— start of Page text —
Review by Jim Anderson
I remember my Speech Class in Bible College — never did I dread such a class. That was, until we came to the point where we discussed the art of communication, a discussion that allowed me to come away feeling like I was a good communicator. I learned to listen well, make eye contact, and use body language that was affirming. I received an A in that class and immediately ranked it as one of my favorite classes that year. But that was 35 years ago, and much about communication has changed. We no longer live in an age where the majority of communication takes place in a face-to-face context. In fact, with the advent of social media, texting, and emails, communication in the context of each other is rapidly becoming a lost art. More importantly, as we lose the grace of God honoring communication, we lose the very basis by which God grows, disciplines, and matures the body of Christ. Rightly done, communication is essential to all we are as the body of Christ.
This critical subject is addressed in a new book, An Essential Guide to Interpersonal Communication, co-authored by Quentin J. Schultze and Diane M. Badzinski. Designed to be used in an academic setting, it addresses the full scope of interpersonal communication in an age of rapidly changing technologies. The authors state:
“We have written this book to help people practice the enduring essentials of interpersonal communication in the age of social media and through the lens of Christian wisdom. Our book is a practical and inspiring guide to being a faithful as well as an effective communicator in today’s multi media world” (x).
The book, a short 8 chapters and 127 pages, utilizes a theme to guide the reader through each chapter. Each theme is meant to offer both admonishment to change poor habits of communication and encouragement to fulfill and improve in areas where we may already be strong. The book is full of keen insights on the contemporary state of communication.
— end of Page text —
— Task instructions —
1. Reproduce verbatim the passage of the book review from "The book, a" to "state of communication.".
2. Resume the book review, beginning immediately after its final sentence.
— start of Data excerpts —
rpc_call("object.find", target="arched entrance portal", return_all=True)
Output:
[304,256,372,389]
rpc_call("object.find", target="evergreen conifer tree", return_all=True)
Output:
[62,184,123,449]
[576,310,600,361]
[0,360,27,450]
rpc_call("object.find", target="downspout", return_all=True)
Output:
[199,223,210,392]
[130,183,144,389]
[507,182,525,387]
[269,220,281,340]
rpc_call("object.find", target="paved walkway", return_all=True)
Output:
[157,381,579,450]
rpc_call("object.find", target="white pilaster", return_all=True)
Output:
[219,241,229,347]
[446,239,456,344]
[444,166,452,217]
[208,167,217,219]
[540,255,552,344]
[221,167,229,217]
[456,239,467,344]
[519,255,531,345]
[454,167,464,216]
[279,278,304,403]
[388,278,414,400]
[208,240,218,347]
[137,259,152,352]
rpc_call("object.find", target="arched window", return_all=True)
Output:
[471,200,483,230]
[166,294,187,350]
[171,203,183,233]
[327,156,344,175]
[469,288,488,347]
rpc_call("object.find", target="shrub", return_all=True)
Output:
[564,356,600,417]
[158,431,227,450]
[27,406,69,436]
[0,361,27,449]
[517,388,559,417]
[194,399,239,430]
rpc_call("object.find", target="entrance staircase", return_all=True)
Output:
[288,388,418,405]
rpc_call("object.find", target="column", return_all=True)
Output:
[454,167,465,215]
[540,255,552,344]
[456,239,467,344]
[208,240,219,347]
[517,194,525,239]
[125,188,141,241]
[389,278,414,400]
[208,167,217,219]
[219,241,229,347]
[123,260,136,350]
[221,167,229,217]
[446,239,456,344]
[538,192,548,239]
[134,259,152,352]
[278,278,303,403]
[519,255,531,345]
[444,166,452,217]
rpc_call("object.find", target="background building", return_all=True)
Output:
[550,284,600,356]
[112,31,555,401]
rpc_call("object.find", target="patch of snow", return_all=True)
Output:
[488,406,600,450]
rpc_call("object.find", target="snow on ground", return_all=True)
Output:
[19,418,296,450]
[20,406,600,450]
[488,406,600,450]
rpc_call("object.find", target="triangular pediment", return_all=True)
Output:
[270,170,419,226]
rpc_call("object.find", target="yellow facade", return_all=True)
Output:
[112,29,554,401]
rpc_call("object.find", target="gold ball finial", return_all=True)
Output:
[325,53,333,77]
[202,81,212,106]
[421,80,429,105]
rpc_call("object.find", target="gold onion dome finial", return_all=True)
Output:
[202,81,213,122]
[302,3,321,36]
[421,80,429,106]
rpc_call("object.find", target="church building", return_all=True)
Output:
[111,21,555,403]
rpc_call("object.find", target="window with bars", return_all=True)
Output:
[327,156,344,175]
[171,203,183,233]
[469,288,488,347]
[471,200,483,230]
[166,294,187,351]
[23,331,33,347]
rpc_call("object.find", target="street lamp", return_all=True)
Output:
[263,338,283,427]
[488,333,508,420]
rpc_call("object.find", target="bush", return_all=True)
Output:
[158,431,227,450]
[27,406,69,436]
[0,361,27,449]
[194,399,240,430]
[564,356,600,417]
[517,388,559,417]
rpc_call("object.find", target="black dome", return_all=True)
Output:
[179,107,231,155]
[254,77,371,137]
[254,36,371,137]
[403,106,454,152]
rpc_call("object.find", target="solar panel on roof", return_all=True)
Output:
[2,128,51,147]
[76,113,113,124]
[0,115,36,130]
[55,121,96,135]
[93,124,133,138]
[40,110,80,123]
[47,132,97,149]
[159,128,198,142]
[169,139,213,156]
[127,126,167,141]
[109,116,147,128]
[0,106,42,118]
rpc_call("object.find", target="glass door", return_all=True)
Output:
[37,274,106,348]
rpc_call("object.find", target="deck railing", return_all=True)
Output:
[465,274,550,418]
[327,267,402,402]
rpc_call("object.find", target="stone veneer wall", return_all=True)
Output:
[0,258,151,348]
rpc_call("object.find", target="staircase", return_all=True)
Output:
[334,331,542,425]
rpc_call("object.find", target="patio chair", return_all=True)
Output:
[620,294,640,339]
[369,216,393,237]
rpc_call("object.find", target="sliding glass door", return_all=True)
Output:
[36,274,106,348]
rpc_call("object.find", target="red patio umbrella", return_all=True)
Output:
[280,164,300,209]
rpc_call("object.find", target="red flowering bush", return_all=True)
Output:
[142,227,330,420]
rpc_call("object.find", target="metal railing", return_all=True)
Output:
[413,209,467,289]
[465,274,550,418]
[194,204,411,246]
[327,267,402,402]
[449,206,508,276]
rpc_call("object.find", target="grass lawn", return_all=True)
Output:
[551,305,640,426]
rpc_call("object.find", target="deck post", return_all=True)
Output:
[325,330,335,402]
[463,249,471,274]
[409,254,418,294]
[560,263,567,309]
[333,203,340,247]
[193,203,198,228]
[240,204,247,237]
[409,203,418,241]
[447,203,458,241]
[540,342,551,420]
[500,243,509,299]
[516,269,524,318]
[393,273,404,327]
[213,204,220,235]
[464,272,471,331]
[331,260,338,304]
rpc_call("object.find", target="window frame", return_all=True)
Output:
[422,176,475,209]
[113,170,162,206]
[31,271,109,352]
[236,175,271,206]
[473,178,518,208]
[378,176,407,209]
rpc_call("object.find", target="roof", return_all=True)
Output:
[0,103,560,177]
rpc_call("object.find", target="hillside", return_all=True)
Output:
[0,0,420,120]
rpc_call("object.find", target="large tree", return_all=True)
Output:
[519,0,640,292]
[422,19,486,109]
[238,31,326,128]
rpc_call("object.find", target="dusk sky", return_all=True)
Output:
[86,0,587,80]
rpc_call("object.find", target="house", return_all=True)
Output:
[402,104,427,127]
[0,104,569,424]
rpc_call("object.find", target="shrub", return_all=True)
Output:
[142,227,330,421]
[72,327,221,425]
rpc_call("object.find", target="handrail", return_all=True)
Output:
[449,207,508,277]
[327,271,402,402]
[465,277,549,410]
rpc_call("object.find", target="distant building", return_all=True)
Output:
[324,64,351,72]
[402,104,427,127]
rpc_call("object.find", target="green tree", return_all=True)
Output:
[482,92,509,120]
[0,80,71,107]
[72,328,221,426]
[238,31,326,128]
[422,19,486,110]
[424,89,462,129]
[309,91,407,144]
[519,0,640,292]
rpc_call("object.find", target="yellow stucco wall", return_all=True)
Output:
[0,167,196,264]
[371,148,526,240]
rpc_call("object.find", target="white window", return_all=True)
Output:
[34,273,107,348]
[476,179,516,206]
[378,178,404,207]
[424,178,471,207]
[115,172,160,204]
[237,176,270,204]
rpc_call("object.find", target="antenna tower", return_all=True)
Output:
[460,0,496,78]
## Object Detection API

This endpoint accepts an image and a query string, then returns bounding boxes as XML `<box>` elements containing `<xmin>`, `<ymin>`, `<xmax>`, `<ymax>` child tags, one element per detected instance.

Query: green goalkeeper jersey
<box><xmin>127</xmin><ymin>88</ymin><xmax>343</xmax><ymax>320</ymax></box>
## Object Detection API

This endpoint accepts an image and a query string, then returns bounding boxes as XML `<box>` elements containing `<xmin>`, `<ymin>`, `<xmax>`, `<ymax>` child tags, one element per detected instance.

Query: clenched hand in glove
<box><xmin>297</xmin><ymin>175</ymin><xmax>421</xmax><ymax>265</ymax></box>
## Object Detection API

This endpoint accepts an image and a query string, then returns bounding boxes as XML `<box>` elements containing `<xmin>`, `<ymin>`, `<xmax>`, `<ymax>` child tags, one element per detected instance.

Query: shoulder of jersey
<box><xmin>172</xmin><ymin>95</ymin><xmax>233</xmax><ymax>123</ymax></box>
— end of Data excerpts —
— In response —
1.
The book, a short 8 chapters and 127 pages, utilizes a theme to guide the reader through each chapter. Each theme is meant to offer both admonishment to change poor habits of communication and encouragement to fulfill and improve in areas where we may already be strong. The book is full of keen insights on the contemporary state of communication.

2.
Two chapters stood out as especially beneficial to me as I worked my way through this book.
Chapter two, entitled “Listen Attentively,” drives home the point that very often, lost in the foray of modern technology, we have the misguided belief that with all of our modes of communication, we are communicating at a high level today. Nothing could be further from the truth. According to Schultze and Badzinski, the most important element of communication is listening. They point out that listening to both God and neighbor are critical to all of communal life. They write:
“When we are committed to listening, there is hope for our relationships. When we stop listening we cease paying attention to both God and neighbor, our relationships wither and die” (17).
Of course, if this is true, the majority of communication taking place today via email, texting and Facebook, all lack the most critical element of communication — listening.
But that’s not all. Listening in its most basic form is something that any animal can do. There is more to listening than acknowledging that you simply hear what is being said. Perhaps the most important task of the listener is to listen with “intent.” The most beneficial element of true communication is listening with the intent to understand. Far too often we listen only to be done with the conversation, or we listen waiting for a chance to speak. True listening occurs when we unselfishly lay aside all distractions and listen with the intent of understanding what is being said. Schultze makes the point well when he quotes Stephen Covey.
Single-Task vs Multi-Task
Another beneficial chapter was found in chapter three, which focuses on the theme of “Single-Task.” In today’s world, the general consensus is that the more you do, the more effective you are. Multi-tasking is the way to go. With the plethora of new technologies, most people feel that they are more connected communally than ever before. Once again, perception falls short of reality. The authors point out that, in truth, rather than creating deeper relationships, modern technology has created a deep chasm in the meaningful relationships we were created for. Intimacy is lacking. They write:
“The jury is in. Multi-tasking is a myth. No one can really do it well. When we think we’re multi-tasking, we’re actually shifting back and forth from one activity to another without closely concentrating on any one of them” (26).
They go on to say that:
“We overly multi-task because we wrongly equate mere transmission with communication” (28).
The final point in this chapter is obvious. None of the modern-day modes of communication can replace the one way that God intended — face-to-face dialogue with the intent of listening to understand what the other person is trying to say.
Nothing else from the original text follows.